> Do this
Pull out every row below that contains the word "face". Match it with case taken into account.

> Extracted information

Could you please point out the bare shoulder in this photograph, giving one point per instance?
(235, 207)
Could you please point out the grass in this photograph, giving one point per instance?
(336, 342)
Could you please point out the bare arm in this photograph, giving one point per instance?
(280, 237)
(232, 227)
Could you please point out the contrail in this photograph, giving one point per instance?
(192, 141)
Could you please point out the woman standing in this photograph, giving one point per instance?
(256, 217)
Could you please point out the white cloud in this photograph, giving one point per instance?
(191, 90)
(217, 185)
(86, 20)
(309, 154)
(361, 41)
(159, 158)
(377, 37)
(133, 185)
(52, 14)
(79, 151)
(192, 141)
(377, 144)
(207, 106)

==

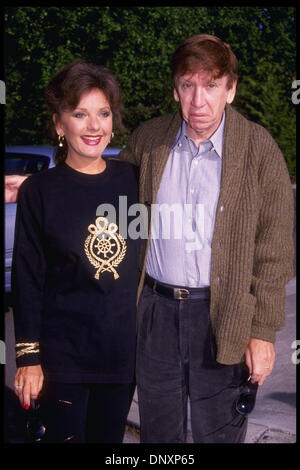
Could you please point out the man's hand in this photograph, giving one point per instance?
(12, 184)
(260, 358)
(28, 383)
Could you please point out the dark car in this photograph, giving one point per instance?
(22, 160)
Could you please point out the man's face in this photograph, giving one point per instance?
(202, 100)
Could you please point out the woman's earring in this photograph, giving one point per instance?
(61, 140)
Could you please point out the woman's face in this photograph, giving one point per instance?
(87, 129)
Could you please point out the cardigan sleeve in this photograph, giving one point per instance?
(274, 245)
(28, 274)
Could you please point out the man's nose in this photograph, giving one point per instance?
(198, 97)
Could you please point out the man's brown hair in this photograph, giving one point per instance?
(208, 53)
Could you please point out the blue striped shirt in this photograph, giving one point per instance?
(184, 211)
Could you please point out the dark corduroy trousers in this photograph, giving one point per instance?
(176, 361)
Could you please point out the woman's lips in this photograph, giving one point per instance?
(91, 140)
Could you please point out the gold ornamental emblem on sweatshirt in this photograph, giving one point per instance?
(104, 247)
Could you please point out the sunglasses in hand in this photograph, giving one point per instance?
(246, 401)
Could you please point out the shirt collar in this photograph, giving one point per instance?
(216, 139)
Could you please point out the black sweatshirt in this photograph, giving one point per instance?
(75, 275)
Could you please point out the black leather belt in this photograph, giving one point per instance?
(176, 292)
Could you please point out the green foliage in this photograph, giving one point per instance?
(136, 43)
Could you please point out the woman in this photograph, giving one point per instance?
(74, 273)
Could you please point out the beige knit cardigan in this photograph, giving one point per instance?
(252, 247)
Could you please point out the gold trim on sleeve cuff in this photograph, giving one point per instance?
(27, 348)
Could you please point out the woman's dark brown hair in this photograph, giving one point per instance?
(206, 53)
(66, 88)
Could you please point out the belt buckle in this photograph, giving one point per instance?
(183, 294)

> Reply to the task
Could you please point out the man's face in this photograph, giving one point per instance?
Could you please point out the woman's face in this photograph, giving one point per instance?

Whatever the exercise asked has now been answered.